# Apply what you read
(1) In the article on impact funds, substitute "company" for "start-up" and give the passage from "Marc Gitzinger started" up to and including "out of money.".
(2) Does the impact-funds article support each statement? (a) Marc Gitzinger co-founded BioVersys. (b) BioVersys is moving three of its antibiotics into Phase 2 trials. (c) The AMR Action Fund is a purely private fund.
(3) How would the article on impact funds fighting dementia and antibiotic resistance go on after its final sentence? Continue it.

# Excerpt to read
Some of the world’s biggest health challenges do not lend themselves to conventional investment

Impact funds help fight dementia and antibiotic resistance


Marc Gitzinger started his “adventure” in antibiotics 12 years ago, co-founding Swiss start-up BioVersys to tackle deadly and drug-resistant pathogens, such as strains of tuberculosis. He has watched as even promising peer companies collapsed, and had to slow his own development programmes for fear of running out of money.
“I personally find it unacceptable that we would have drugs in hand that help a significant number of patients from not passing away — and we have to drop this for financial reasons, rather than scientific ones,” he says.
BioVersys is now pushing two of its antibiotics into Phase 2 trials thanks, in part, to an investment late last year from the AMR (antimicrobial resistance) Action Fund — a public-private partnership. It finances the development of new antibiotics, in response to worries about microbes becoming resistant to the drugs currently available, which could result in bacterial diseases that cannot be controlled.

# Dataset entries

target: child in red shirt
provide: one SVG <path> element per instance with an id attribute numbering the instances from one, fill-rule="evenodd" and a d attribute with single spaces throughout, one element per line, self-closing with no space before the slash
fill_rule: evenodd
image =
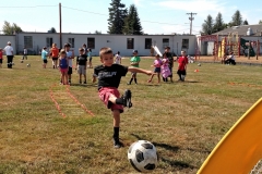
<path id="1" fill-rule="evenodd" d="M 178 82 L 184 82 L 187 75 L 187 64 L 188 58 L 186 55 L 186 51 L 181 51 L 181 57 L 178 59 L 178 71 L 177 74 L 179 76 Z"/>

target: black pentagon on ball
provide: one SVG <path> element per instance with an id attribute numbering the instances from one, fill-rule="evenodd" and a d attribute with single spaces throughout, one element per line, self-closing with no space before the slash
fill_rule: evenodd
<path id="1" fill-rule="evenodd" d="M 144 147 L 145 149 L 153 149 L 152 144 L 141 144 L 141 146 Z"/>
<path id="2" fill-rule="evenodd" d="M 138 162 L 144 161 L 143 152 L 140 151 L 140 150 L 135 150 L 135 159 L 136 159 Z"/>
<path id="3" fill-rule="evenodd" d="M 138 172 L 141 172 L 133 163 L 133 161 L 131 159 L 129 159 L 129 162 L 131 163 L 131 165 L 138 171 Z"/>
<path id="4" fill-rule="evenodd" d="M 153 171 L 155 169 L 155 164 L 146 164 L 144 169 L 148 171 Z"/>

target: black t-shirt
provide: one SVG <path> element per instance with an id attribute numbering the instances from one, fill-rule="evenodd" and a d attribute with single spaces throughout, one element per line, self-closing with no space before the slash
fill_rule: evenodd
<path id="1" fill-rule="evenodd" d="M 87 61 L 87 57 L 86 55 L 78 55 L 76 57 L 76 63 L 79 65 L 85 65 L 86 64 L 86 61 Z"/>
<path id="2" fill-rule="evenodd" d="M 118 88 L 121 77 L 128 73 L 128 66 L 112 64 L 111 66 L 98 65 L 94 69 L 94 76 L 98 78 L 98 89 L 102 87 Z"/>

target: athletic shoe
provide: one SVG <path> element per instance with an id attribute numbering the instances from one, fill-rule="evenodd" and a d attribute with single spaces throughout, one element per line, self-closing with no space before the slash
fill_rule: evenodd
<path id="1" fill-rule="evenodd" d="M 132 102 L 131 102 L 131 90 L 127 89 L 124 91 L 124 95 L 123 95 L 123 107 L 128 107 L 128 108 L 131 108 L 132 107 Z"/>
<path id="2" fill-rule="evenodd" d="M 115 149 L 119 149 L 119 148 L 123 147 L 123 144 L 119 140 L 119 138 L 112 138 L 112 141 L 114 141 Z"/>

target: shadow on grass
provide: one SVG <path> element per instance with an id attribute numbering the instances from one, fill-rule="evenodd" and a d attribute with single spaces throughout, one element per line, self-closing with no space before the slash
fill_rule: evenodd
<path id="1" fill-rule="evenodd" d="M 134 136 L 138 140 L 144 140 L 144 138 L 140 137 L 139 135 L 135 134 L 131 134 L 132 136 Z M 165 148 L 166 150 L 171 150 L 174 152 L 177 152 L 179 150 L 178 146 L 170 146 L 167 144 L 159 144 L 159 142 L 152 142 L 153 145 L 155 145 L 156 147 L 162 147 Z"/>
<path id="2" fill-rule="evenodd" d="M 184 80 L 183 83 L 202 83 L 202 82 L 198 82 L 198 80 Z"/>
<path id="3" fill-rule="evenodd" d="M 159 159 L 163 162 L 169 164 L 170 166 L 178 167 L 179 170 L 182 170 L 182 169 L 191 169 L 191 170 L 193 170 L 195 167 L 195 166 L 190 165 L 190 164 L 188 164 L 187 162 L 183 162 L 183 161 L 169 160 L 169 159 L 166 159 L 166 158 L 163 158 L 163 157 L 160 157 Z"/>
<path id="4" fill-rule="evenodd" d="M 70 84 L 70 86 L 79 86 L 79 87 L 96 87 L 95 85 L 93 84 Z"/>

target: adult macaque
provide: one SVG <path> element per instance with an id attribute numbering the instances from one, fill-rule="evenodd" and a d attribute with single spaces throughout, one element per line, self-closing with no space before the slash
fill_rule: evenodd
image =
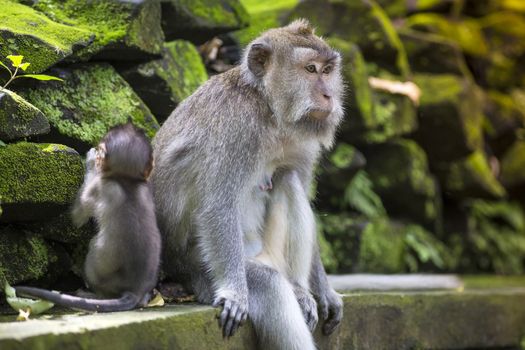
<path id="1" fill-rule="evenodd" d="M 340 63 L 305 20 L 269 30 L 154 139 L 165 270 L 222 307 L 225 337 L 249 315 L 264 348 L 315 349 L 318 308 L 325 334 L 341 320 L 308 199 L 343 116 Z"/>
<path id="2" fill-rule="evenodd" d="M 151 145 L 131 124 L 112 128 L 87 153 L 86 175 L 74 204 L 73 222 L 94 217 L 93 237 L 84 277 L 96 297 L 82 298 L 32 287 L 15 287 L 19 295 L 88 311 L 123 311 L 148 303 L 157 282 L 161 237 L 151 186 Z"/>

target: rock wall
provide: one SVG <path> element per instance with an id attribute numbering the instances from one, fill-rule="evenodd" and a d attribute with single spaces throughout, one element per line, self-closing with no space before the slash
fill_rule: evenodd
<path id="1" fill-rule="evenodd" d="M 17 79 L 0 91 L 0 282 L 79 284 L 94 228 L 74 228 L 68 210 L 85 152 L 127 120 L 153 137 L 208 74 L 297 17 L 343 54 L 348 84 L 345 122 L 314 189 L 328 270 L 525 269 L 518 2 L 0 0 L 0 8 L 0 61 L 23 55 L 31 63 L 23 73 L 63 79 Z M 0 86 L 8 78 L 0 71 Z"/>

# Exercise results
(1)
Marc Gitzinger started his “adventure” in antibiotics 12 years ago, co-founding Swiss company BioVersys to tackle deadly and drug-resistant pathogens, such as strains of tuberculosis. He has watched as even promising peer companies collapsed, and had to slow his own development programmes for fear of running out of money.

(2)
(a) Yes: "co-founding Swiss start-up BioVersys"
(b) No: "pushing two of its antibiotics into Phase 2 trials"
(c) No: "a public-private partnership"

(3)
For many drugmakers, impact funds may also have a “public relations” role to play, following criticism of big industry names for leaving the antibiotics field, says Jonathan Kfoury, a partner at LEK Consulting. Covid-19 has provided further impetus, both in showing how one outbreak can quickly spread around the world, prompting a renewed focus on global health challenges, and in generating massive revenues.
“Some large pharmas have made record profit levels from Covid vaccines and therapeutics,” Kfoury points out. “AMR, as well as the broader idea of global health — which includes low- and middle-income countries — are natural areas for them to reinvest some of the vast profit levels that they’ve made in the last couple of years.”
In addition, impact investing could be used to fund healthcare innovation in other areas where, as Bingham says, “people are not investing, because it’s too difficult” — such as in mental health.
As is the case with dementia, it can be hard to run mental health trials and prove efficacy, yet there is also hope. Bingham points to the prospect not just of new drugs but also of digital and app-based treatments. “There’s huge scope for innovation,” she says.